- [Given text]:
--- Begin ---
In an exemplary embodiment, earpiece 100 may include arcuate rib 110 having upper and lower ends, elongate rib 130 extending substantially between the upper and lower ends, and upper lobe 120 formed at the upper end of arcuate rib 110. A smooth rounded surface can be formed at the lower end of arcuate rib 110. Earpiece 100 can be configured to be generally shaped like a “D”. However, those of ordinary skill in the art will appreciate that other embodiments are likewise suitable. For example, either elongate rib 130 or arcuate rib 110 may be modified substantially or omitted.

In some embodiments, when earpiece 100 is used in an ear where arcuate rib 110 is too large for the ear (e.g., does not fit within the concha bowl without substantial deformation), arcuate rib 110 may merely bend or collapse without adverse effect. In various exemplary embodiments, the arcuate rib 110 may bend to accommodate a wide range of ear sizes. For example, the arcuate rib 110 can collapse so as to accommodate a range of ear sizes. Earpiece 100 may be formed of a resilient polymer, allowing earpiece 100 to bend as needed. For example, in one embodiment, earpiece 100 may be formed of a resilient polymer having a Shore A durometer of between 35 and 45. More particularly, earpiece 100 may be formed of a resilient polymer having a Shore A durometer of approximately 40. Alternatively, in another embodiment, earpiece 100 may be formed of a more rigid material. Earpiece 100 may be configured to fit a majority of ear sizes, which may be facilitated by the bending of arcuate rib 110 and deformation of upper lobe 120.

According to an embodiment, earpiece 100 is configured to fit multiple sizes of ears. More particularly, arcuate rib 110 and upper lobe 120 are each deformable so as to permit earpiece 100 to fit into various sized concha bowls, such as smaller concha bowls.

In various embodiments, earpiece 100 may be configured to be disposed and held in place within a concha bowl 1208 of a human ear 1200. More particularly, a helical crus 1206 of the helix 1207 and the antihelix 1210 of a wearer's ear may cooperate to capture upper lobe 120. Antihelix 1210 and antitragus 1204 may cooperate to capture arcuate rib 110. Thus, earpiece 100 is configured to be captured by protrusions of concha bowl 1208. In this manner, earpiece 100 is held firmly in place within concha bowl 1208 and can therefore maintain extension 160 (see FIGS. 13-16) in a desired position within ear canal 1209.

Referring now to FIGS. 13-16, various views of earpiece 100 having extension 160 are shown in accordance with embodiments of the present disclosure. One exemplary embodiment includes earpiece 100 having extension 160 (also referred to as an “insert” and an “ear insert”) attached thereto. In some embodiments, earpiece 100 is configured to be disposed in concha bowl 1208 of outer ear 1200 (see FIG. 12A). Extension 160 may be configured to be disposed within ear canal 1209 (see FIG. 12B).
--- End ---
- [Material shown]:
--- Begin ---
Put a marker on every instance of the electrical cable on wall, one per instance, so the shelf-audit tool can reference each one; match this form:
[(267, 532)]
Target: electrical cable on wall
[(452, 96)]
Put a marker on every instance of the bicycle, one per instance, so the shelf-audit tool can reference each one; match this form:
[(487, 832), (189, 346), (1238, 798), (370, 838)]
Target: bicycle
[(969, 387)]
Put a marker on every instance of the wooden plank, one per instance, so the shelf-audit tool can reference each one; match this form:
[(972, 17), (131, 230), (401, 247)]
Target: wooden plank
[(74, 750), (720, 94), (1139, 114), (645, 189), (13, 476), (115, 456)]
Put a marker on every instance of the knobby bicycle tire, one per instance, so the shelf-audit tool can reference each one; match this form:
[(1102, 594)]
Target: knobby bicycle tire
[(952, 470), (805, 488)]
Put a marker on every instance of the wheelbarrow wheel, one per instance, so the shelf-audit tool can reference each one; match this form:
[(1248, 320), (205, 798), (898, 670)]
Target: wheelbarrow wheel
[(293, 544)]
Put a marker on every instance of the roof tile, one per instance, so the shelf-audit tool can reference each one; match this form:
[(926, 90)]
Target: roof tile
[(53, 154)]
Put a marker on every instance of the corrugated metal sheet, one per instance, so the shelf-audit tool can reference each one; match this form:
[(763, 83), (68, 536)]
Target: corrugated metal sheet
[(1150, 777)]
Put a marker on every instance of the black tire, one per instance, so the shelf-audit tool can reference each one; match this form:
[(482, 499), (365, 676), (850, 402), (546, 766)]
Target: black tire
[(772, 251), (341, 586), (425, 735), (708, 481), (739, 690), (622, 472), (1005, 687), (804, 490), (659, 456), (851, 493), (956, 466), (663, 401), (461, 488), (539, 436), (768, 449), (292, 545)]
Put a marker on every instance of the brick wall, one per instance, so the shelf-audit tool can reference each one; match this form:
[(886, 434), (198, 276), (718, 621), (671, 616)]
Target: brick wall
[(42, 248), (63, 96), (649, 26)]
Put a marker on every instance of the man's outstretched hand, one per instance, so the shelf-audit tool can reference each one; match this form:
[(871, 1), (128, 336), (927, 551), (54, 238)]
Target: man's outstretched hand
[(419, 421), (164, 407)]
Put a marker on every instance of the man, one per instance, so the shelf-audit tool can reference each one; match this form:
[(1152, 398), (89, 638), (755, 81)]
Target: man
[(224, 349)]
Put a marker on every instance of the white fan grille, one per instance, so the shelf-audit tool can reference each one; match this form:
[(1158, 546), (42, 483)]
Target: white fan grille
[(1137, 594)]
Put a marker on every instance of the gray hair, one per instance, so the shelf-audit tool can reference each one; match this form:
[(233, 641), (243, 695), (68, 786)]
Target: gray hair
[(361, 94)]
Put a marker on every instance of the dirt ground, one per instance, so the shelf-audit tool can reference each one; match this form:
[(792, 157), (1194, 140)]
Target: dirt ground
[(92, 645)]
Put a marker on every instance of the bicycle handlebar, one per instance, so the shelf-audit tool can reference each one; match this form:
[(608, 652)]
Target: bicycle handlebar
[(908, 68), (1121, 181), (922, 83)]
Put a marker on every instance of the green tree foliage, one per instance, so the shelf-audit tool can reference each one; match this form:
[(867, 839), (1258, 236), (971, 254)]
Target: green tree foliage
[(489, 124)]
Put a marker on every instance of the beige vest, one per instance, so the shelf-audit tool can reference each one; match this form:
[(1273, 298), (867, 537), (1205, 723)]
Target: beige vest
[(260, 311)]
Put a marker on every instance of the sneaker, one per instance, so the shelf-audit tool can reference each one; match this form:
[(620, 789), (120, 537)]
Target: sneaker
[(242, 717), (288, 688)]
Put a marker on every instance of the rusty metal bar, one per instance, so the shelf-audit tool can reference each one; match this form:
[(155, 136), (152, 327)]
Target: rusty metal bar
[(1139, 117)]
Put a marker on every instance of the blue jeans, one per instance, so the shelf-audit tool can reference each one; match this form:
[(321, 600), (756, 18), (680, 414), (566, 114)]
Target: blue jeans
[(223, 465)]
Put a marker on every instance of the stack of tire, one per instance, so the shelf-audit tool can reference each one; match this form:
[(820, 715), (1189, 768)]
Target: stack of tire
--- End ---
- [Required work]:
According to the earpiece text, which two parts of the ear cooperate to capture arcuate rib 110? Answer using only the earpiece text.

- [Solution below]:
Antihelix 1210 and antitragus 1204.